EXERCISE PROMPT:
Find "[point_task]" in the material below, then copy that line and every subsequent line to the end, exactly.

AVAILABLE DATA:
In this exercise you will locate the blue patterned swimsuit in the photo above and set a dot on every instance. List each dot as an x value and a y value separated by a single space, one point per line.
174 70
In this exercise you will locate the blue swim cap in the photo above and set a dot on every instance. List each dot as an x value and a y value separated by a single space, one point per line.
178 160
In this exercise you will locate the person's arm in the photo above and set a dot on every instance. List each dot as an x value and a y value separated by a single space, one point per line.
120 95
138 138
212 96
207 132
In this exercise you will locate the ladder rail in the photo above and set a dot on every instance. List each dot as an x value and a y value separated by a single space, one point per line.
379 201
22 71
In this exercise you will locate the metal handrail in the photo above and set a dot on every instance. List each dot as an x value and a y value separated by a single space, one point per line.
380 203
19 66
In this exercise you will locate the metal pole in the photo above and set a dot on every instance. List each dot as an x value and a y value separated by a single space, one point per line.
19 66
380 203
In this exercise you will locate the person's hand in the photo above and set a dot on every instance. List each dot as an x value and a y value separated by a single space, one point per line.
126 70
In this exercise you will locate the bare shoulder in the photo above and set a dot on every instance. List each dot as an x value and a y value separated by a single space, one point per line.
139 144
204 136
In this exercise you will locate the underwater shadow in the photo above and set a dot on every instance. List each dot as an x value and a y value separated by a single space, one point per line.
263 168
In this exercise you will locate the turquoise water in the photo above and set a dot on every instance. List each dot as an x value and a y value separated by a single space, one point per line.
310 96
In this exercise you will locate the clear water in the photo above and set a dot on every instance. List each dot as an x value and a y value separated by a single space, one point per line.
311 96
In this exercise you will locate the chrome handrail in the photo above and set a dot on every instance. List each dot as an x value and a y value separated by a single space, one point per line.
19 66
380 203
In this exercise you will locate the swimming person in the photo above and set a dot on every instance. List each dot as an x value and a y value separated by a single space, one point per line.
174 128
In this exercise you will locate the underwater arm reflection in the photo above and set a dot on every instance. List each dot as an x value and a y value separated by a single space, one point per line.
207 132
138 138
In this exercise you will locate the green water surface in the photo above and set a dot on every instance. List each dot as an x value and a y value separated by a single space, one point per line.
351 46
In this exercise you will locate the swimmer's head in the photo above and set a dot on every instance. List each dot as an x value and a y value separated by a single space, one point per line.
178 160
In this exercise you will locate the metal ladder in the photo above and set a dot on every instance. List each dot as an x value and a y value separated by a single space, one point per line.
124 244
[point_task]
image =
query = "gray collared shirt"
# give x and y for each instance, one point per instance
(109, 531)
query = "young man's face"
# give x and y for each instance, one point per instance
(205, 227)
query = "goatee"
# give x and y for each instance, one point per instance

ANSWER TO THIS PROBLEM:
[point_task]
image =
query = "gray collared shirt"
# give x and y for each instance, one point per instance
(109, 531)
query = "young man's face"
# give x and y for each instance, one point per instance
(205, 227)
query = "goatee"
# give x and y for each instance, one point per instance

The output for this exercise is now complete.